| Short problem 1 |
Count the lines in the listing below that contain the string "vanity", and give only that number.

KMeansTrain - Aster Analytics

Teradata Aster® Spark Connector User Guide

Product

Aster Analytics

Release Number

7.00.00.01

Published

May 2017

Language

English (United States)

Last Update

2018-04-13

dita:mapPath

dbt1482959363906.ditamap

dita:ditavalPath

Generic_no_ie_no_tempfilter.ditaval

dita:id

dbt1482959363906

lifecycle

Product Category

Software

The KmeansTrain class defines a wrapper function that uses the Aster Spark API and implements the training phase of the Spark MLlib K-means clustering algorithm. The function generates a model that is typically used by the KMeansRun function.

Run Method Signature

run(input: RDD[DataRow], sparkFunctParams: String): RDD[DataRow]

Parameters

String representing the parameters specific to the function you are implementing. The string has this syntax:

'--option_value_pair [,...]'

option_value_pair is one of the following:

initializationMode { "random" | "k-means||" }
Default: "k-means||"

(Records of labeled points)
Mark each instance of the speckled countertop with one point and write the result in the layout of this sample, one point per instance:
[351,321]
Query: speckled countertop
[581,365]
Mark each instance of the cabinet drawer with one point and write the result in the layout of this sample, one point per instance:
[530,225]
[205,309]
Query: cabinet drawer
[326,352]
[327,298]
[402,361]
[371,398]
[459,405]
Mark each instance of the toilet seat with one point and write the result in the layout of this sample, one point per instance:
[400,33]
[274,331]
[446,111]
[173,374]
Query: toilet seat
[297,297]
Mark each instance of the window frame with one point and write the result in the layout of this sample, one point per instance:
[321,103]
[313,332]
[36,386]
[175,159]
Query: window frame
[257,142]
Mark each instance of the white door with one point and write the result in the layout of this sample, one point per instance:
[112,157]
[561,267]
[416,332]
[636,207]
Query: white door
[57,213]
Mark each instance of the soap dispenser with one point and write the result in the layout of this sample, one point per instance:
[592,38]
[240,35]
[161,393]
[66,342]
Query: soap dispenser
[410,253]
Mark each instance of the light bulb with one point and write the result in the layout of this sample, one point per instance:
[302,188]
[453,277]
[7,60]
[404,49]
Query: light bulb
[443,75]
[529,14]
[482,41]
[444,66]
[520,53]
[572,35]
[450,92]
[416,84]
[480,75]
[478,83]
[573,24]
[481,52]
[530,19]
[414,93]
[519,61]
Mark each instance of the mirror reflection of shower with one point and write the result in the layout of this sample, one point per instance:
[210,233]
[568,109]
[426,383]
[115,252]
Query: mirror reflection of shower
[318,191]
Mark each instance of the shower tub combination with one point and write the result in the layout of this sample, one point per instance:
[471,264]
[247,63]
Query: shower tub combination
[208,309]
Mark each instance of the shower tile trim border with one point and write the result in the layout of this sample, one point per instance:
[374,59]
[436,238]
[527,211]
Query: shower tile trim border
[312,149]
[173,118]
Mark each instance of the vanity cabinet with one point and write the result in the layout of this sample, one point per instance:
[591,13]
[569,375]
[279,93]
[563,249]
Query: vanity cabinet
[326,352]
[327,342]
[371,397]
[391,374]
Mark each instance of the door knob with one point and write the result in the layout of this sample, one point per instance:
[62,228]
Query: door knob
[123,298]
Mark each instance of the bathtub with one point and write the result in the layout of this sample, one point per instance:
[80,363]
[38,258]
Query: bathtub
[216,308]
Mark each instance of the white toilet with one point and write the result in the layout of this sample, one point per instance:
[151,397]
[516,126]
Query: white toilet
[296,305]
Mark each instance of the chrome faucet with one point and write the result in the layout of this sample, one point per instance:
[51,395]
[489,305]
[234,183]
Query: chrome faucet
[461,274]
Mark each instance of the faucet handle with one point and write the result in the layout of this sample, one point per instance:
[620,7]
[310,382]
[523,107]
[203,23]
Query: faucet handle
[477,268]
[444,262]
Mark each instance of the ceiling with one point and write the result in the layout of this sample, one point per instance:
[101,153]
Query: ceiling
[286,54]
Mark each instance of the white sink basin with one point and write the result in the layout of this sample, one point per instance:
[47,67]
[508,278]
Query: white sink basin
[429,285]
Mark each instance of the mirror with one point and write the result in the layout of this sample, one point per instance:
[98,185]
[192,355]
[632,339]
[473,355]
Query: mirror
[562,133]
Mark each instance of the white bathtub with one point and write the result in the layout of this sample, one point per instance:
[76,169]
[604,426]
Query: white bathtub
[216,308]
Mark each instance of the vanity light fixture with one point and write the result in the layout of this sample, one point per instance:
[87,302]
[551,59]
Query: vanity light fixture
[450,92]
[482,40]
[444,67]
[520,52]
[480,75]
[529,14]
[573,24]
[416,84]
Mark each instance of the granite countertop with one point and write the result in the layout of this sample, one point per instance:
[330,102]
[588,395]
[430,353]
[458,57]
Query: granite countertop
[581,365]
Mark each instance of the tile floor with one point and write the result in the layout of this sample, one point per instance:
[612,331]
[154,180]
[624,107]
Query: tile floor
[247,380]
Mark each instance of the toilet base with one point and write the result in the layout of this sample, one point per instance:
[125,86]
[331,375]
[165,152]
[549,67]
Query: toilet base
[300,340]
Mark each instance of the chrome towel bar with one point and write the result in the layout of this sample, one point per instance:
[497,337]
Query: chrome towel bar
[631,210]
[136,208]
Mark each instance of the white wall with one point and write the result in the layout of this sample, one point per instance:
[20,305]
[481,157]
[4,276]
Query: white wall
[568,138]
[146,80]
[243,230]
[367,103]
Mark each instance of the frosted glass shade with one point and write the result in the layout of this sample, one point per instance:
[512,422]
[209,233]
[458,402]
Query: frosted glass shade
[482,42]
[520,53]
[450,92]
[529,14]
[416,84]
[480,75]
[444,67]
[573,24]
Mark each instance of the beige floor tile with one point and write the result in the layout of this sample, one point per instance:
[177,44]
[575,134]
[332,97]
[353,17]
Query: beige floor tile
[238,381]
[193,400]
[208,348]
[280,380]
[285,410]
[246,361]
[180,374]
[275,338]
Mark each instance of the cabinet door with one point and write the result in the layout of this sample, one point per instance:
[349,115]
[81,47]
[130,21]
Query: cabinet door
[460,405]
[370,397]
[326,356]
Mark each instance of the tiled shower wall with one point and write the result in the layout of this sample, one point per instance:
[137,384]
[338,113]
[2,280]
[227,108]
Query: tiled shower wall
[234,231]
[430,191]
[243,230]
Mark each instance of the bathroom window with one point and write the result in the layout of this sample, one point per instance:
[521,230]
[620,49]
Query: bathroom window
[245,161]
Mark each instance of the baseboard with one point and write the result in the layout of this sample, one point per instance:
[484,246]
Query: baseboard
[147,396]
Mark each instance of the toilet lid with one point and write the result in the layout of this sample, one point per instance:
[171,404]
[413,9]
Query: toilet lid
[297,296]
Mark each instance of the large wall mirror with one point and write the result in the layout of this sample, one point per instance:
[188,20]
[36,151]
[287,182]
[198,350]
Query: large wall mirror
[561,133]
* * *
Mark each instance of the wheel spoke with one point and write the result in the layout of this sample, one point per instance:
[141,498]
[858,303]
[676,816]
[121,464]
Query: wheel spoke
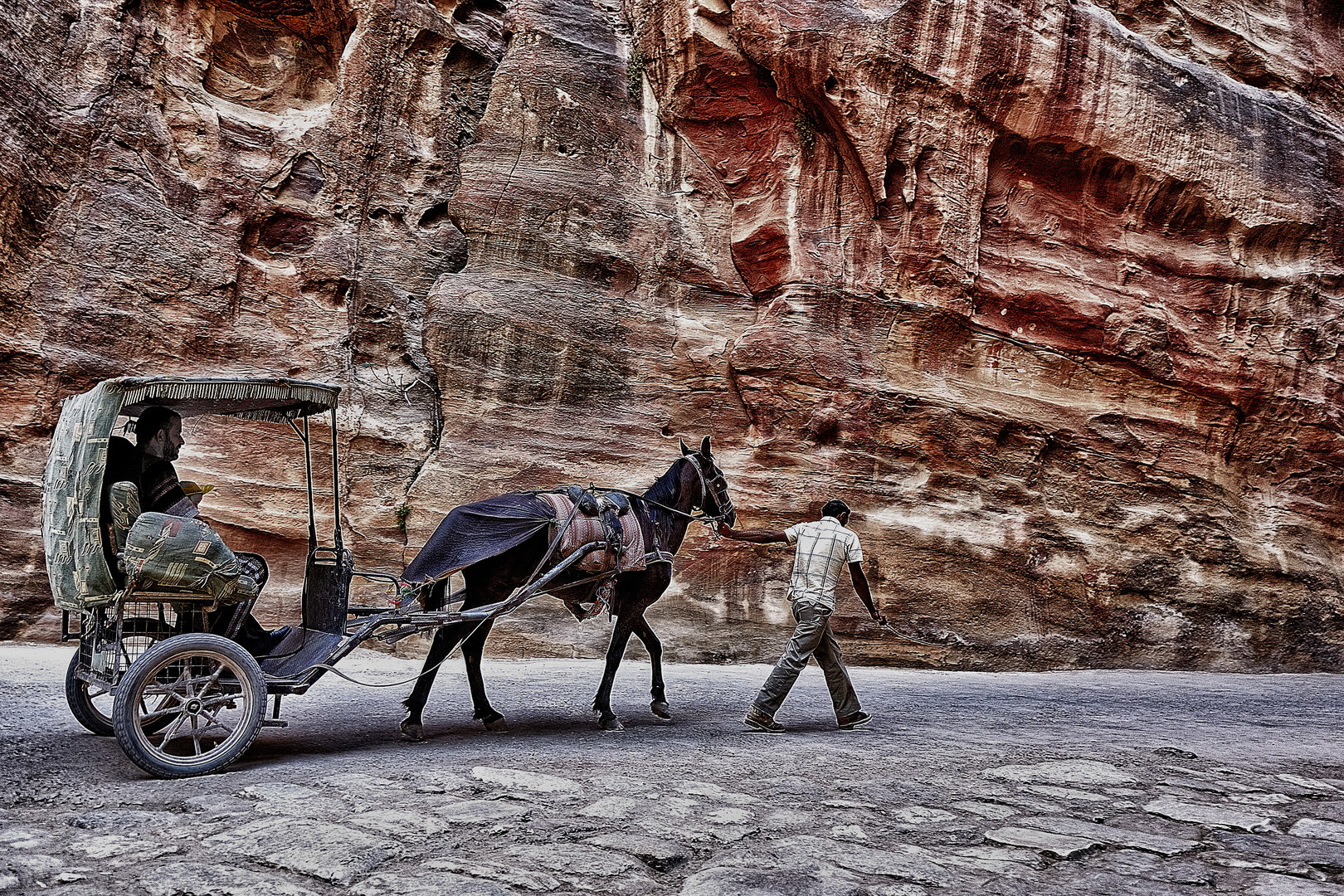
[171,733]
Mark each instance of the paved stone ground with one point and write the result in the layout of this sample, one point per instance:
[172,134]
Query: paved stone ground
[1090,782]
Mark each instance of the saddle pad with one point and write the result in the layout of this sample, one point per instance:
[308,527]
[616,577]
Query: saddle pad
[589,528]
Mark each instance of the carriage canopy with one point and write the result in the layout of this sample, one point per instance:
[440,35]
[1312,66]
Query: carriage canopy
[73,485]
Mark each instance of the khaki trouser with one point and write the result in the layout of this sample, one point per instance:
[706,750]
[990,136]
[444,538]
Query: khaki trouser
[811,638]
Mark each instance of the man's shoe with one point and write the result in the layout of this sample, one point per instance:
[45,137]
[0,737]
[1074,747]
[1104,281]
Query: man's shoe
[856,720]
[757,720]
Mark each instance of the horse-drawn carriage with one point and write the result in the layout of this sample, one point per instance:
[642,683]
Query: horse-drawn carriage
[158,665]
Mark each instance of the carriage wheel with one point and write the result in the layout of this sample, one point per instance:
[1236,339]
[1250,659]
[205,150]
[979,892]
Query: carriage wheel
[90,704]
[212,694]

| Short problem 2 |
Continue the KMeansTrain documentation page from the point after its last line.

| Reply 1 |
4

| Reply 2 |
k clusters
Number of clusters.
maxIterations max_iterations
Maximum number of iterations.
modelLocation model_location
Required. Specifies the HDFS path to the location where the function is to save the model.
runs runs
Number of parallel runs. Default: 1.
seed seed
Random seed value for cluster initialization.

Returns

The input data and the predicted value (that is, the cluster number).

Side Effects

Function saves model in model_location.

Version

Spark 1.4 and later.